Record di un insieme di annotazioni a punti
§

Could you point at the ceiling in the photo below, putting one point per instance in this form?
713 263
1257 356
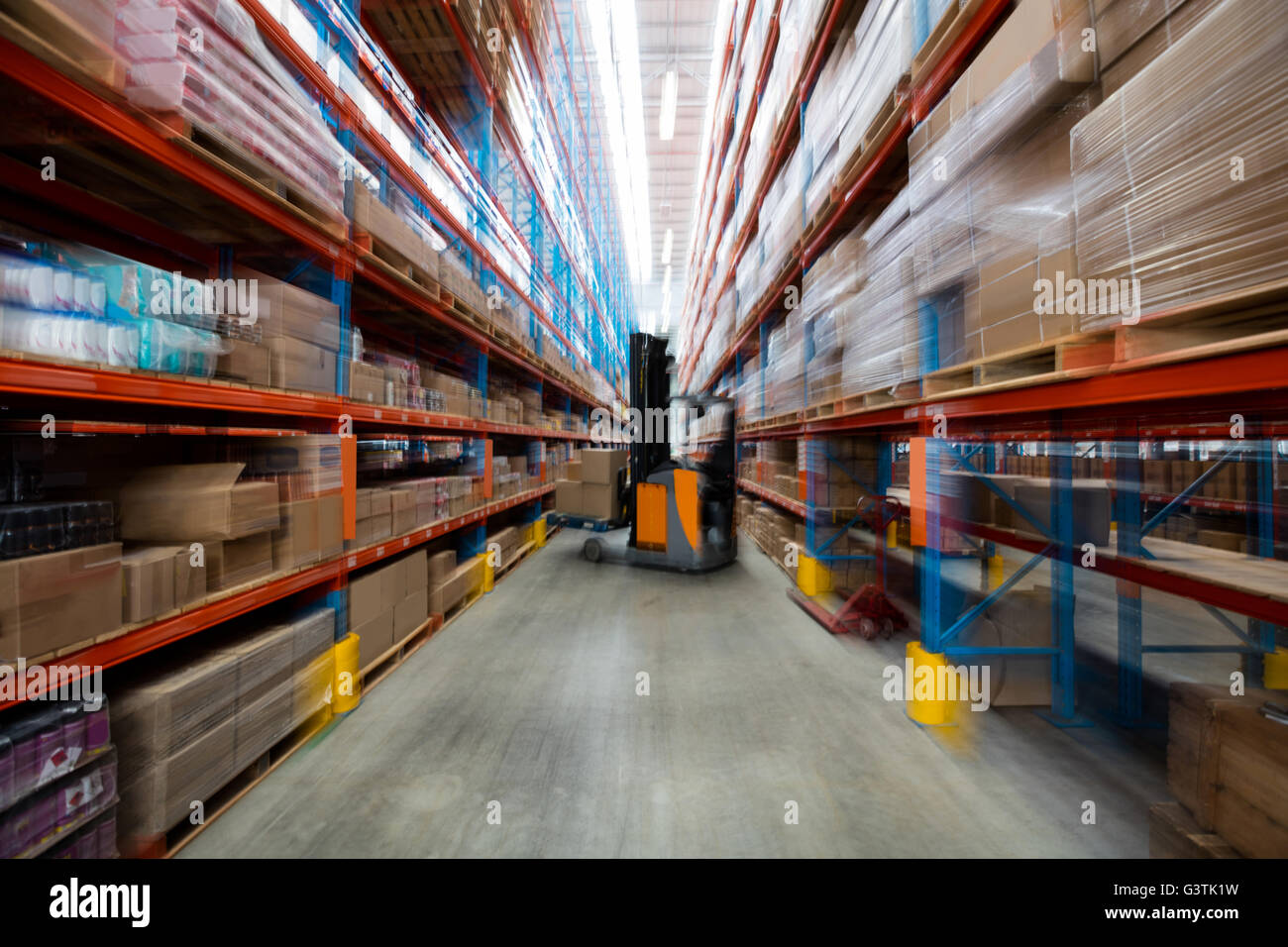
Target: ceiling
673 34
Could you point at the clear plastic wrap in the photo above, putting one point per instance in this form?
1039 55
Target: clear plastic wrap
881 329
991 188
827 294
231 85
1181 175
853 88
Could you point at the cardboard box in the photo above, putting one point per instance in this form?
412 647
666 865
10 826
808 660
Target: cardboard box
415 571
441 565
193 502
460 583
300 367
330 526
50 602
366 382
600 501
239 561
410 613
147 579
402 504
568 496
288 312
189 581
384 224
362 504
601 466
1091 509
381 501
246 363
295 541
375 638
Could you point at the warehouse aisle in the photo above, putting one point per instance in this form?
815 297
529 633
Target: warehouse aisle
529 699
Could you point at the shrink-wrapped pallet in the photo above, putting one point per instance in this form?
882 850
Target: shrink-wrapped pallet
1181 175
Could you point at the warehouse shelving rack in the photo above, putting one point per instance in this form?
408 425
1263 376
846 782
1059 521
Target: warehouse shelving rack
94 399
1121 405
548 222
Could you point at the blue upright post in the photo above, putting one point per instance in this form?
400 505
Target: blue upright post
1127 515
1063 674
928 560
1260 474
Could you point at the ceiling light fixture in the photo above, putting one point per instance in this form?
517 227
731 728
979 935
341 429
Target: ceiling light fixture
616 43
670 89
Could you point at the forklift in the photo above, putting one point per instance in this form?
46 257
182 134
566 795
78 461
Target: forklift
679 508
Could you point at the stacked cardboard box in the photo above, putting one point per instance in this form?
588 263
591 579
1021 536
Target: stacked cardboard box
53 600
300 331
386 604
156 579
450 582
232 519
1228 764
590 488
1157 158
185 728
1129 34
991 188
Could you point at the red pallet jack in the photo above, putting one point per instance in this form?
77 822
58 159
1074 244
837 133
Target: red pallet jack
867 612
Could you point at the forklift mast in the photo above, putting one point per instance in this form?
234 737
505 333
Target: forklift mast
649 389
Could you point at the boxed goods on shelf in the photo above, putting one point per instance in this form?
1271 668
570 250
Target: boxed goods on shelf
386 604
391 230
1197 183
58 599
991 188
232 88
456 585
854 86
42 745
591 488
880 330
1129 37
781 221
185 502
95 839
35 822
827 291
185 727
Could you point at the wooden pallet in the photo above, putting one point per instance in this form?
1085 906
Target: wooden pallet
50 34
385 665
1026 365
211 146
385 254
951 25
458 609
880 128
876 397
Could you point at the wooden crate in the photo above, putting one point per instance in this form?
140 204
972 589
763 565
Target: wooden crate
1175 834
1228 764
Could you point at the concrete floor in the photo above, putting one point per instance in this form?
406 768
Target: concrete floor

§

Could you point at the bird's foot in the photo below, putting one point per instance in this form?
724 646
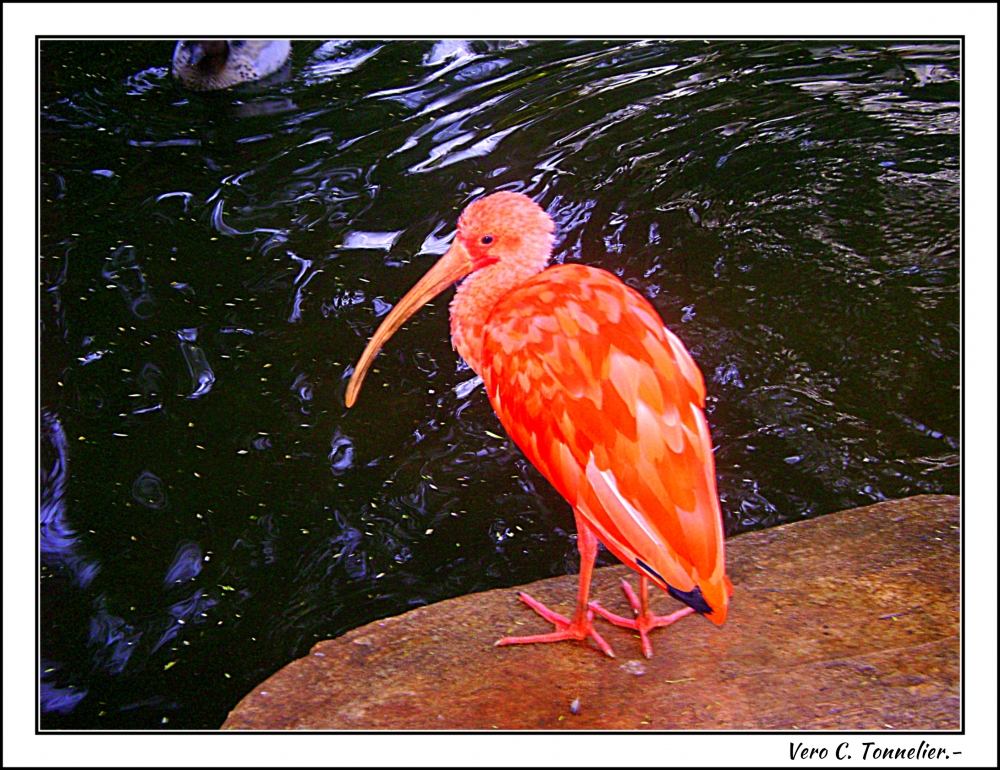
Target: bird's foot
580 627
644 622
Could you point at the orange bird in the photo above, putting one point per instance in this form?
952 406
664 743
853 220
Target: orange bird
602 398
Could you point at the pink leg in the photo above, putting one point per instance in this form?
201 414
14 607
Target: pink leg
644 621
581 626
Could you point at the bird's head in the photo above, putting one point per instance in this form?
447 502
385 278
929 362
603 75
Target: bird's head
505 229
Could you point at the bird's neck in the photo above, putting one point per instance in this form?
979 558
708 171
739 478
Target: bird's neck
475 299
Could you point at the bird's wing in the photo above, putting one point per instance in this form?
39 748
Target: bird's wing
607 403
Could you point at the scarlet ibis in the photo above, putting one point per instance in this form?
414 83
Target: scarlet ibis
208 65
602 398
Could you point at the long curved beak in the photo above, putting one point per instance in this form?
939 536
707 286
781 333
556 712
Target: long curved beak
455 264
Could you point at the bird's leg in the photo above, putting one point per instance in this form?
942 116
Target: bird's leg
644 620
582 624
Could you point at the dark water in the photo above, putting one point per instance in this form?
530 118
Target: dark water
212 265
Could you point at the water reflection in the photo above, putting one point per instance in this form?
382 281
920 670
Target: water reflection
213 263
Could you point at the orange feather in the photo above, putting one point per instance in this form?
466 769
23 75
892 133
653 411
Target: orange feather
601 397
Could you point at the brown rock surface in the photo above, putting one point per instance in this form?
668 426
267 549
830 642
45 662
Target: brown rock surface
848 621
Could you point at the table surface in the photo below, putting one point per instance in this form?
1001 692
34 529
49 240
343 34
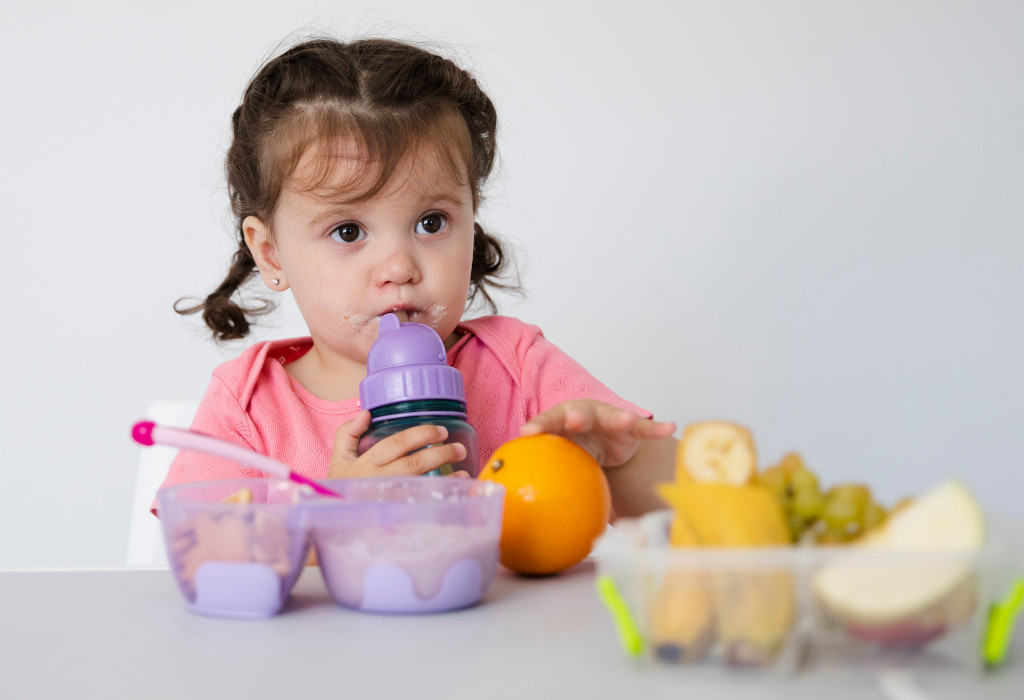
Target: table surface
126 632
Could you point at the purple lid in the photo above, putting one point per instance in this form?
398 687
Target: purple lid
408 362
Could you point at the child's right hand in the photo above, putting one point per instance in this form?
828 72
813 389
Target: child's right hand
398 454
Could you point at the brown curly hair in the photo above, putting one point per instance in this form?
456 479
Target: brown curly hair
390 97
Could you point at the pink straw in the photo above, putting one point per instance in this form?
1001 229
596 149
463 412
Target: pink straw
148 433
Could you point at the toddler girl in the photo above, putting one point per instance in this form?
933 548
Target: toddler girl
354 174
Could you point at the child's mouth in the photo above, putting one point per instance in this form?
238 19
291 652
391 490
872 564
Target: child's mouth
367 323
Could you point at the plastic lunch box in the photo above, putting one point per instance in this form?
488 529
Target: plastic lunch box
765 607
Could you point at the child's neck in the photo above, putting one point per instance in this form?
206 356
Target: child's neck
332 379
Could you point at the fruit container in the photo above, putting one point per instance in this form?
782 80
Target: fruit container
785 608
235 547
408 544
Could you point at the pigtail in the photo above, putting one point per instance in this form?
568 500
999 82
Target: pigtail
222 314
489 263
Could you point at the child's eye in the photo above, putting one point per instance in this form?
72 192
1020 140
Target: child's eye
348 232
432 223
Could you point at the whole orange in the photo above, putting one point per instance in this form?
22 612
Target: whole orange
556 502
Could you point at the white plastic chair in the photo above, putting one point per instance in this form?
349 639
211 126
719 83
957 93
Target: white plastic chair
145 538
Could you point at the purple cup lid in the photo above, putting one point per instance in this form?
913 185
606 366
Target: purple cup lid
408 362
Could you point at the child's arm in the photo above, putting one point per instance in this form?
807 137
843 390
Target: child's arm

§

ISTRUZIONI:
Puoi ricopiare senza alcuna modifica le righe dei record partendo da quella che contiene "Could you point at the whole" e fermandoti dopo quella che contiene "Target: child's arm"?

RISULTATO:
Could you point at the whole orange in the photo above, putting one point per instance in this form?
22 612
Target: whole orange
556 502
Could you point at the white plastic chair in the photo above, putting one point per instance in this form?
349 639
211 126
719 83
957 93
Target: white plastic chair
145 538
Could you point at the purple cup lid in the photo above, putting one point per instance in this form?
913 185
606 366
Target: purple cup lid
408 362
Could you point at the child's arm in the photo above, putting one point per instance in this form?
807 137
843 390
Target: child's arm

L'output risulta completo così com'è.